**Compito richiesto:**
Modifica tutte le righe qui sotto mettendo "pebble" al posto di "small stone" e lasciando invariato tutto il resto.

[Voci da un dataset di puntamento]
▬▬▬▬▬▬

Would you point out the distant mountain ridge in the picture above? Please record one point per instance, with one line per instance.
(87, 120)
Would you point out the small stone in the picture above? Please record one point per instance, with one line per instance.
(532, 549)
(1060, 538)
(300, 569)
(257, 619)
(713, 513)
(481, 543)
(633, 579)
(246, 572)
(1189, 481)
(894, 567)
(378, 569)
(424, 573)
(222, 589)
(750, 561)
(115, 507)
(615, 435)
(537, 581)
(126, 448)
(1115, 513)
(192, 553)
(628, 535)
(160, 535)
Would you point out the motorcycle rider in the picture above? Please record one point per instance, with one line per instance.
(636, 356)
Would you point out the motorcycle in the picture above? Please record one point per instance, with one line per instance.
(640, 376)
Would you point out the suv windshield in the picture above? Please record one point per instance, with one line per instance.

▬▬▬▬▬▬

**Risposta attesa:**
Would you point out the distant mountain ridge in the picture above? Please record one point per instance, with one line per instance.
(87, 120)
Would you point out the pebble in the picture above? Please record one point per instance, with one line per instance.
(532, 549)
(1060, 538)
(300, 569)
(257, 619)
(713, 513)
(481, 543)
(633, 579)
(246, 572)
(1189, 481)
(894, 567)
(378, 569)
(424, 573)
(222, 589)
(750, 561)
(115, 507)
(615, 435)
(537, 581)
(126, 448)
(1115, 513)
(192, 553)
(628, 535)
(160, 535)
Would you point out the motorcycle rider in the picture above? Please record one point per instance, with one line per instance.
(636, 356)
Would you point out the motorcycle in the picture above? Please record one point per instance, with one line per instance.
(640, 376)
Would you point out the suv windshield in the picture above? Please record one point per instance, with one line per instance.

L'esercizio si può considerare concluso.